## Aufgabenstellung
Gib die folgenden Einträge erneut wieder und ersetze dabei „vertices“ durch „corner points“. Alles andere bleibt unverändert.

## Einträge
○ ○ ○ ○ ○

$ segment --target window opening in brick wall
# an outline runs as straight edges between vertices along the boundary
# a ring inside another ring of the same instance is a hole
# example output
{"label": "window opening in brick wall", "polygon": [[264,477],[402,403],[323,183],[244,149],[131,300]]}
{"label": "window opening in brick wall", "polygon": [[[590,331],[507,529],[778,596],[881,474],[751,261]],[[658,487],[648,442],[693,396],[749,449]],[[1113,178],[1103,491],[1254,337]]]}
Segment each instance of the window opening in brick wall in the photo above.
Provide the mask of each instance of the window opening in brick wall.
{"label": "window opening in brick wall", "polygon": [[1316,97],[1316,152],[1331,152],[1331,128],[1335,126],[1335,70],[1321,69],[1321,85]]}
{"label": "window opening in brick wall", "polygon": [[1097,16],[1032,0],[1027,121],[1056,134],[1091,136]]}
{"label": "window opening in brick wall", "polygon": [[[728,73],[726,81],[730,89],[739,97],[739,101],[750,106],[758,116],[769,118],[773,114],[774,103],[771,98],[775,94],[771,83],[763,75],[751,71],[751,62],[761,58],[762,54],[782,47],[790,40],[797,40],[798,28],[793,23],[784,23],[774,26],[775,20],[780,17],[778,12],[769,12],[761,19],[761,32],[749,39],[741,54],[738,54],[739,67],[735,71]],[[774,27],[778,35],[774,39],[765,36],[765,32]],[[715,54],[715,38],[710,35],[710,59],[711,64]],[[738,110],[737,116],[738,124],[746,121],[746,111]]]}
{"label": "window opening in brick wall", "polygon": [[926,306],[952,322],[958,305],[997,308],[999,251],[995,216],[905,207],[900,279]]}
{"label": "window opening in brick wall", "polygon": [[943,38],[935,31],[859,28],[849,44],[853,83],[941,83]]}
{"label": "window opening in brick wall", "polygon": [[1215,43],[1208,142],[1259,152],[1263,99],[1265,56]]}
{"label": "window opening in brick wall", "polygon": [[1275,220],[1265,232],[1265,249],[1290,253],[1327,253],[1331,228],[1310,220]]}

○ ○ ○ ○ ○

## Ergebnis der Aufgabe
$ segment --target window opening in brick wall
# an outline runs as straight edges between corner points along the boundary
# a ring inside another ring of the same instance is a hole
# example output
{"label": "window opening in brick wall", "polygon": [[264,477],[402,403],[323,183],[244,149],[131,300]]}
{"label": "window opening in brick wall", "polygon": [[[590,331],[507,529],[778,596],[881,474],[751,261]],[[658,487],[648,442],[693,396],[749,449]],[[1113,178],[1103,491],[1254,337]]]}
Segment each instance of the window opening in brick wall in the photo above.
Provide the mask of each instance of the window opening in brick wall.
{"label": "window opening in brick wall", "polygon": [[1316,97],[1316,152],[1331,152],[1331,128],[1335,126],[1335,70],[1321,69],[1321,85]]}
{"label": "window opening in brick wall", "polygon": [[1097,16],[1032,0],[1027,121],[1056,134],[1091,136]]}
{"label": "window opening in brick wall", "polygon": [[[728,73],[726,81],[730,89],[739,97],[739,101],[750,106],[758,116],[769,118],[773,114],[774,103],[771,98],[775,94],[771,83],[763,75],[751,71],[751,62],[761,58],[762,54],[782,47],[790,40],[797,40],[798,28],[793,23],[784,23],[774,26],[775,20],[780,17],[778,12],[769,12],[761,19],[761,32],[749,39],[741,54],[738,54],[739,67],[735,71]],[[774,27],[778,35],[774,39],[765,36],[765,32]],[[715,54],[715,38],[710,35],[710,59],[711,64]],[[738,110],[737,116],[738,124],[746,121],[746,111]]]}
{"label": "window opening in brick wall", "polygon": [[926,306],[952,322],[958,305],[997,308],[999,251],[995,216],[905,207],[900,279]]}
{"label": "window opening in brick wall", "polygon": [[943,38],[935,31],[859,28],[849,44],[853,83],[941,83]]}
{"label": "window opening in brick wall", "polygon": [[1215,43],[1208,142],[1259,152],[1263,99],[1265,56]]}
{"label": "window opening in brick wall", "polygon": [[1275,220],[1265,232],[1265,249],[1290,253],[1327,253],[1331,228],[1310,220]]}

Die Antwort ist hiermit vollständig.